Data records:
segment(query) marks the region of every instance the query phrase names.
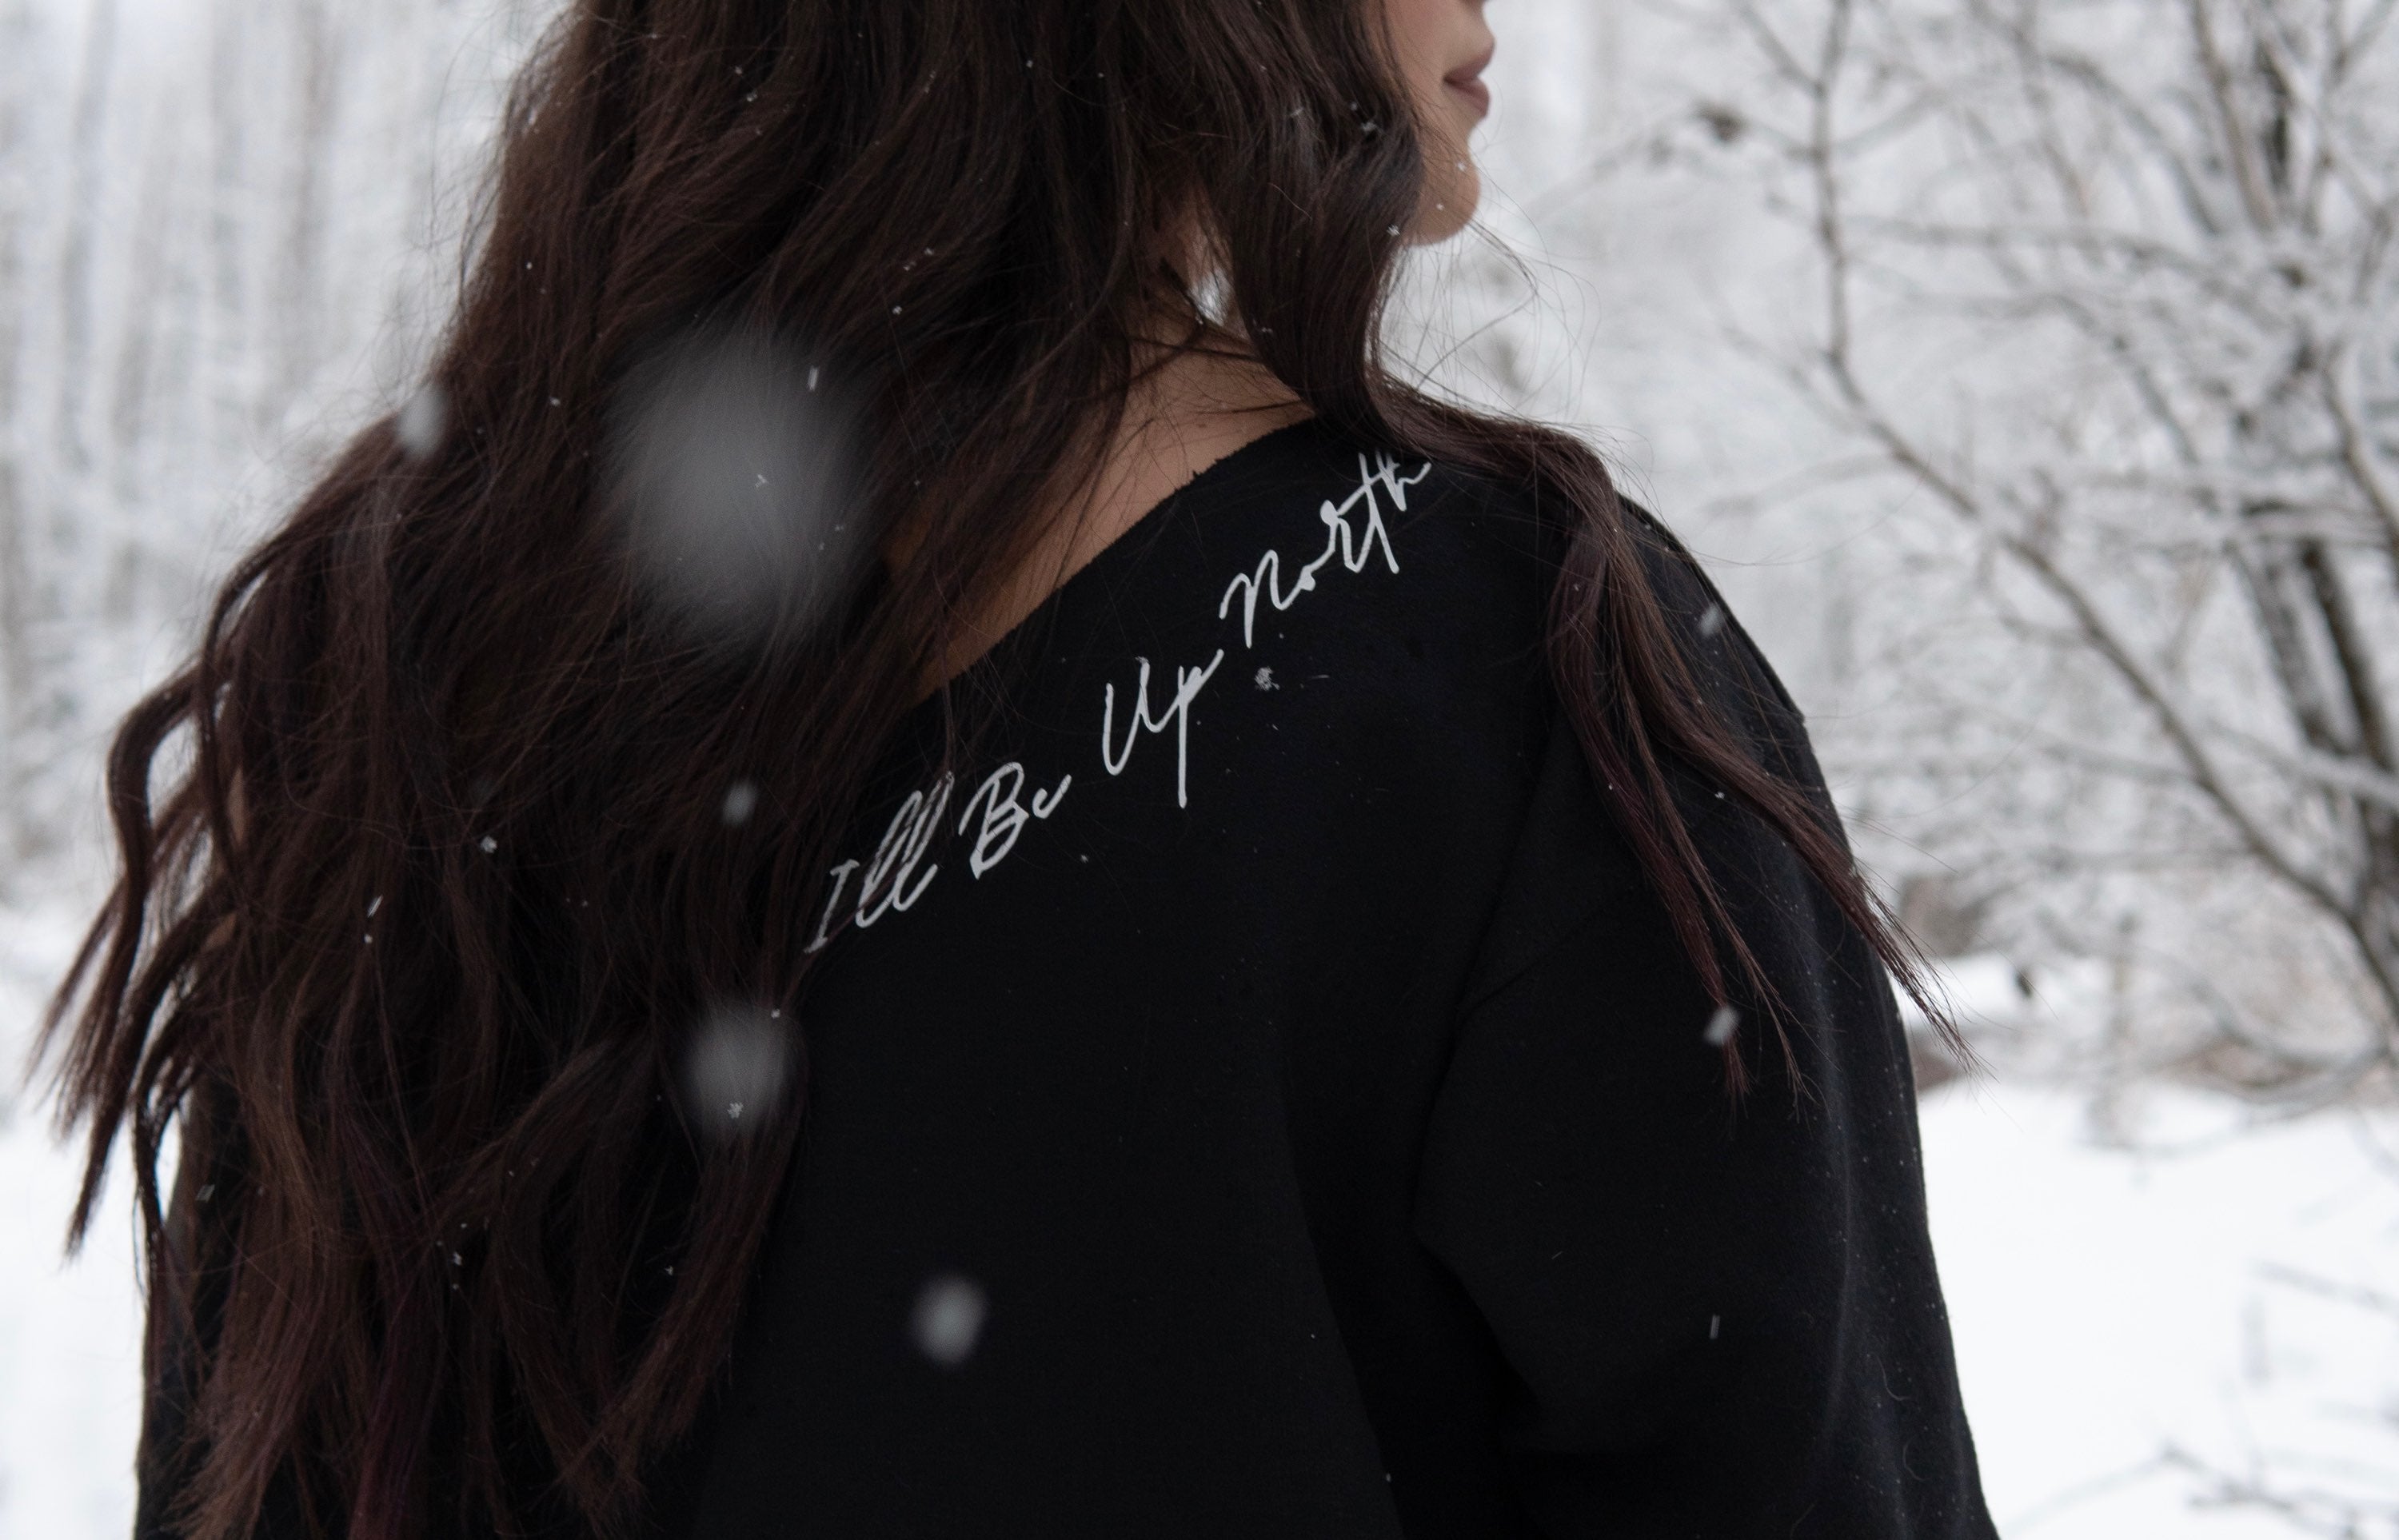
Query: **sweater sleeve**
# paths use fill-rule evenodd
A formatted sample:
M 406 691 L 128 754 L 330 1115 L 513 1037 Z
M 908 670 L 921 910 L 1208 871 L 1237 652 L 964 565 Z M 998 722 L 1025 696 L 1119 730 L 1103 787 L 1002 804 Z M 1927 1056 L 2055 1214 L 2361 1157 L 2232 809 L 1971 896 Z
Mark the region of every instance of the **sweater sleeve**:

*Task:*
Supply the count of lines in the entries that include "sweater", and no other text.

*Exercise answer:*
2